● **DOCUMENT SEGMENT**

The provided Ansible playbook handles the whole orchestration for you. It runs pg_dump on the EC2 instance (the only host that can reach RDS, which lives in a private subnet), fetches the dump file back to your laptop, and pipes it into the postgres pod via kubectl exec -i. You never have to SSH anywhere by hand. Before running the playbook, you'll generate secrets and bring up the Kubernetes workloads so there's a postgres pod waiting to receive the data.

  1. Generate two strong secrets. openssl rand -hex 25 produces URL-safe hex output, so neither secret will corrupt the DATABASE_URL you'll wire up in the next section.

    Terminal
    $ openssl rand -hex 25
    16e0bdfc0c000ea178d8dcecc765349b87bc974d228f0f1a08
    $ openssl rand -hex 25
    2b6cca7c44543dc98532feb257d2bd88afe4cfe3e9bd0122db

    Edit the two TODO fields in k8s/base/secret.yaml, one for POSTGRES_PASSWORD, one for DJANGO_SECRET_KEY.

    k8s/base/secret.yaml
    apiVersion: v1
    kind: Secret
    metadata:
      name: bird-ai-secrets
    type: Opaque
    stringData:
      POSTGRES_PASSWORD: ""             # TODO
      DJANGO_SECRET_KEY: ""             # TODO
      S3_ACCESS_KEY: minioadmin
      S3_SECRET_KEY: minioadmin
  2. Deploy the whole production overlay into your namespace. This brings up postgres, minio, the bird.ai app, and the bird.ai proxy all at once.

● **EXERCISE**
Using the database migration guide above, explain in one to three sentences why the secrets are generated with openssl rand -hex 25.

● **RAW RECORDS**
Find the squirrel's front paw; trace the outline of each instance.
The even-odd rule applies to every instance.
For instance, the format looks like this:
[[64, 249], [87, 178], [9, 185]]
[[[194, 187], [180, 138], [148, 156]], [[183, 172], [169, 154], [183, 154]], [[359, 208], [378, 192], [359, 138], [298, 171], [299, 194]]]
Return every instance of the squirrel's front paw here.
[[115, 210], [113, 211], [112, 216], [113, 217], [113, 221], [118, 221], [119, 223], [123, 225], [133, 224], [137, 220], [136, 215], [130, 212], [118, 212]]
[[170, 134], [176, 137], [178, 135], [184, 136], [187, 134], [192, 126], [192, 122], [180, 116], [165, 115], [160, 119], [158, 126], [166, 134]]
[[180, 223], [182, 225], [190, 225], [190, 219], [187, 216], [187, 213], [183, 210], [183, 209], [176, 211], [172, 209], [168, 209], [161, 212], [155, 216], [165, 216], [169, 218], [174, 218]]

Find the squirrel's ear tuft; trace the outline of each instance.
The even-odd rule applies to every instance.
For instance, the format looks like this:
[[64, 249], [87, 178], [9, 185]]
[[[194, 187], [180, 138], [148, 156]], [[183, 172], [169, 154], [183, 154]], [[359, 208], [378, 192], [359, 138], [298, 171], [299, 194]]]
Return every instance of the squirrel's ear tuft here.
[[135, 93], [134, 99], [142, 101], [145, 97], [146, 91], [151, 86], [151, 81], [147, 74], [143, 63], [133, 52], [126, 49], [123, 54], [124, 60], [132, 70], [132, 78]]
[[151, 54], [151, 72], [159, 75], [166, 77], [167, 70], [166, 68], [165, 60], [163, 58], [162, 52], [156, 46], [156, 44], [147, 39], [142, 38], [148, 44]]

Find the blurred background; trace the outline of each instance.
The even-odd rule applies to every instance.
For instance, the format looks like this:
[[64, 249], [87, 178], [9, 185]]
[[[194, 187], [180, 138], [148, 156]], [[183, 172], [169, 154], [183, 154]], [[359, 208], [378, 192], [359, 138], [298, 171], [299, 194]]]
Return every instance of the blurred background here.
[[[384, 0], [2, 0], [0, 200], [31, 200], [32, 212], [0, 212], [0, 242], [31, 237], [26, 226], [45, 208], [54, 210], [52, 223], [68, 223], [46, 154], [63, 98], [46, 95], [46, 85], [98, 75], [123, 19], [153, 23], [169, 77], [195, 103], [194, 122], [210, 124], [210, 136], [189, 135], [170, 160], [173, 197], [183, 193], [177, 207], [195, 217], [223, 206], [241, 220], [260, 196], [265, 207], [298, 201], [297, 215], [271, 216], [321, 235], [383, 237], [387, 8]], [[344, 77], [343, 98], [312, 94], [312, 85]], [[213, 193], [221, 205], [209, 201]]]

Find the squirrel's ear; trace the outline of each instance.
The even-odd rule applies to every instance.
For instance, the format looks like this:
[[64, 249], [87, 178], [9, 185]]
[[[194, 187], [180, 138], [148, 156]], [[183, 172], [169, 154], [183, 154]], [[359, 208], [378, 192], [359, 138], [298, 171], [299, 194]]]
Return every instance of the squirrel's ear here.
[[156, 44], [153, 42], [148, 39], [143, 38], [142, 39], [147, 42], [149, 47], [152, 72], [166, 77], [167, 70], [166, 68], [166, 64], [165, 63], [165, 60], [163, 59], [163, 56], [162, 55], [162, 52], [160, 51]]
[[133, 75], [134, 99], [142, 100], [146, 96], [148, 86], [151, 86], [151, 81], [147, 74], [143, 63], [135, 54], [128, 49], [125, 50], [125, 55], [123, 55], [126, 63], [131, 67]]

● **ANSWER TO THE PROBLEM**
The command produces URL-safe hex output. Because of that, neither secret will corrupt the DATABASE_URL that gets wired up in the following section.